_EXTRACTED TEXT_
┌──

I was prompted to write this piece for a couple of reasons: One, I have seen characterizations of SFC as one of the “astroturf” organizations that have recently sprouted up like weeds, generated by the fortunes of billionaires and hedge fund managers to push their particular preference for implementing business strategies in education, attacking teachers and their unions, and promoting privatization. SFC is not astroturf, and that can make them perhaps more deceptive if we are not paying attention.

This leads to my second reason for writing this: I want to make sure that people pay close attention to who is on the SFC board, where their money is coming from, and think critically about whether or not the agendas they are promoting will bring the results parents and community members hope for in public education.

As I read blogs and articles from across the nation, it seems that many people have already determined that SFC has a top-down, corporate reform type agenda. Here in SFC’s home state, it is not that simple to classify the organization. SFC holds a special place for many activist parents and community members in Oregon. You have to understand that they didn’t storm into the state with millions of dollars to influence election outcomes like they did in Illinois. Here, they had far more humble beginnings.

The organization was inspired by a Stand for Children Day Rally in 1996 in Washington, D.C. Marian Wright Edelman, founder and president of the Children’s Defense Fund, enlisted the help of her son, Jonah Edelman, to help organize this event. With over 300,000 people attending, Jonah wanted to keep the spirit alive and continue to work on issues attendees were passionate about. He and a co-founder set up a home base in Oregon, and worked on smaller issues with positive impact such as after-school program funding and emergency dental care for uninsured kids. Many parents like me who joined SFC a while back still remember how it was an organization fighting for the Portland Children’s Levy, which provided funds for early childhood education, foster care, child abuse prevention programs, and a variety of other programs centered on children.

└──

_DATA PROVIDED_

┌──

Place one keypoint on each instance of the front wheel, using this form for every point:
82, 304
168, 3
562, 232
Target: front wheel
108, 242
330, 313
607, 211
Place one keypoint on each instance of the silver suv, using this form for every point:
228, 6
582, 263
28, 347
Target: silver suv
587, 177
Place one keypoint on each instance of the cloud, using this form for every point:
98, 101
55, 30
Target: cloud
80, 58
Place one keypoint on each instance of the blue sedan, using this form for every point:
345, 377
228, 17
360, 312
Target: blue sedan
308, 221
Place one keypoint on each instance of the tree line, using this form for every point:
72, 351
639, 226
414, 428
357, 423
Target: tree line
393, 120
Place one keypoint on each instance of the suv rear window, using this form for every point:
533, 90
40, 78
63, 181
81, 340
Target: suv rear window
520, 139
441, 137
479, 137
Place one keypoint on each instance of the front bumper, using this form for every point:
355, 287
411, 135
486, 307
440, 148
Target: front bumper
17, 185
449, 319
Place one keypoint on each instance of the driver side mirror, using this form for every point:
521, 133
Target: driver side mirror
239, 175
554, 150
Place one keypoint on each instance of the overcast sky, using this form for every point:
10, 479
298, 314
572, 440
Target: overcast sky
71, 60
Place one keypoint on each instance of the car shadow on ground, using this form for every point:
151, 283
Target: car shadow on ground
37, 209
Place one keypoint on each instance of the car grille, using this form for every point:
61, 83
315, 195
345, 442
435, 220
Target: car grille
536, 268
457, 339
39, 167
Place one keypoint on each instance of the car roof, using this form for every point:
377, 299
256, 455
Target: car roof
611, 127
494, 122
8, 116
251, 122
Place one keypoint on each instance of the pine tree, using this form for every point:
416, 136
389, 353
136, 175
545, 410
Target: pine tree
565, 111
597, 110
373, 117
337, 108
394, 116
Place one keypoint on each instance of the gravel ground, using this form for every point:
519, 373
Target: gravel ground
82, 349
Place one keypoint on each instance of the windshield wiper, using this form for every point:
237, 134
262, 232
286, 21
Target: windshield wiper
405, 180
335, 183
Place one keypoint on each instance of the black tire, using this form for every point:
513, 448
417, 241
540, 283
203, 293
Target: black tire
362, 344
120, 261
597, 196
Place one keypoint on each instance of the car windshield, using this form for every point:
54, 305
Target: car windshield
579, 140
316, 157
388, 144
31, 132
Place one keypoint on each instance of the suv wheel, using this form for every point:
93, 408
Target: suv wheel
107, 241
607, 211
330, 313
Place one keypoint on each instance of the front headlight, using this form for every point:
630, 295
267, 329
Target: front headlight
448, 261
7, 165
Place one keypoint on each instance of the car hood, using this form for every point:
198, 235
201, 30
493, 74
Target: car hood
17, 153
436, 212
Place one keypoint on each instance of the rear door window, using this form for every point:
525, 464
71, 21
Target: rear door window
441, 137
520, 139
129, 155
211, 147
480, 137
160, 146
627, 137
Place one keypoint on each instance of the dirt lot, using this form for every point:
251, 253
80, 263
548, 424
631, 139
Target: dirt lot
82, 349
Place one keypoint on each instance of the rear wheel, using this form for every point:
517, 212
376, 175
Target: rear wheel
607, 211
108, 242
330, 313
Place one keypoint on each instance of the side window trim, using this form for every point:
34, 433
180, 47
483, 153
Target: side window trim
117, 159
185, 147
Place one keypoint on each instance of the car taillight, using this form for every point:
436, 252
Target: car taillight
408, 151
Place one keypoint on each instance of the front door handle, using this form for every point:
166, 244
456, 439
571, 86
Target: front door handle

└──

_TASKS AND EXERCISES_
**A)** Answer these questions using the piece on Stand for Children.
(i) In what year and in which city was the rally that inspired the organization held?
(ii) In which state does the piece say SFC spent millions of dollars to influence election outcomes?
(iii) Which levy did SFC fight for in its early years?
**B)** Continue the piece on Stand for Children from the point where it stops.

_THE REPLIES_
**A)**
(i) 1996, in Washington, D.C.
(ii) Illinois
(iii) The Portland Children's Levy

**B)**
Because this is part of the organization’s history, it makes it that much harder to believe how much it has changed. Parents and community members most likely do not know that SFC now has private equity investors and venture philanthropists on the board, making decisions for the organization as it grows new chapters. And, grow they will, as they have announced the need to hire a National Expansion Manager, having raised over a million dollars in funding from the Walton Foundation, and over three million dollars from the Gates Foundation.

My fear is that unwitting parents and community members will join SFC because they want to rectify the problems they see every day in their children’s public schools, such as underfunding, lack of arts programs, large class sizes, and cuts to the school year, only to find that they get roped into very different goals. With SFC inspiring many of its members to run for school board seats, and the funding it gives through its PAC, I worry we will lose a truly democratic discussion and action on education weighted in favor of corporate reforms.

Before I go further, let me just clarify, that those of us who are not on board with the “corporate reform agenda” don’t think everything is just peachy. We are not “defenders of the status quo” as we are often accused, but we just don’t see how the Arne Duncan and Bill Gates-type reforms are providing tangible, worthwhile outcomes for kids.

I first became familiar with SFC in 2001 when I worked in affordable housing and community development. Our organization’s parent network was invited to be the first SFC team in Portland. It was an incredibly powerful experience for the low-income parents we worked with to feel like they could band together to make changes for quality, affordable childcare. SFC was not working on school issues at that time.

When my oldest child started kindergarten in 2007, I looked at the myriad of ways to be an involved parent. I decided to join our school SFC team because I wanted to put my efforts into a cause that would improve the education of all schoolchildren in Oregon. Since I had familiarity with the group from my past work, I felt this was the right choice.

When I joined, SFC fought for more school funding and endorsed pro-education candidates for elective office. Our elementary school parents were passionate about lowering class sizes and enhancing our crumbling school facilities. A “grassroots” organization like SFC was the perfect fit for parents like me who wanted to work on these issues. Team members grumbled when some decisions seemed to come more from the top than from the bottom-up, but since those decisions were articulated as “standing for children” it was hard to put up a fight.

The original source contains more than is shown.